-------- ESTRATTO SELEZIONATO --------

Per contrastare l’avanzata dei
Francesi, le truppe piemontesi di Ludovico di Savoia occuparono il
forte di Exilles, nell’alta Valle di Susa, che si trovava in una
posizione chiave per il controllo della via delle Gallie e che faceva
parte del Regno di Francia (come risulta da un riassunto conservato
nell’archivio municipale di Torino, in una cassetta di cipresso
costruita appositamente per questo).
La chiesa parrocchiale di Exilles
A Exilles, alcuni soldati, nella notte del 3 giugno 1453 entrarono
nella chiesa del paese di San Pietro Apostolo e rubarono oggetti di
valore, arredi sacri e l’Ostensorio d’argento esposto per l’Adorazione
Eucaristica, nel cui interno era contenuta l’Ostia consacrata.
I soldati vendettero poi la refurtiva a poco prezzo ad alcuni mercanti
i quali la posero in un sacco e la caricarono su di un mulo avviandosi,
per Susa, Avigliana e Rivoli, alla volta di Torino, dove intendevano
venderla.
Per sicurezza transitarono per disagevoli viottoli campestri per
evitare incontri con le guardie a cavallo. Sul loro mulo vi era una
refurtiva che se scoperta li avrebbe condotti a morte certa con
l’accusa di convivenza con il diavolo avendo recato offesa al Corpo di
Gesù.
Evitarono la stazione di posta delle diligenze di Rivoli luogo di
compravendite, poiché ritennero pericoloso trattare con i
ricettatori del luogo.
Torino allora era una città rurale di circa 5000 abitanti dove
maiali e galline giravano per le strade insieme a mandrie mucche e
greggi di pecore. Ancora circondata dalle mura di origine romana
conservava vie tortuose e selciate.

--------

* COMPITO DA SVOLGERE
Elenchi tutto ciò che, secondo il brano sul furto nella chiesa di Exilles, i soldati rubarono nella notte del 3 giugno 1453.

-------- DATI FORNITI --------

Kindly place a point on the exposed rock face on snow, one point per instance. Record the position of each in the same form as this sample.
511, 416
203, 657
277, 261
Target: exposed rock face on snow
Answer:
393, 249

--------

* RISPOSTA
- Oggetti di valore
- Arredi sacri
- L'Ostensorio d'argento esposto per l'Adorazione Eucaristica, con all'interno l'Ostia consacrata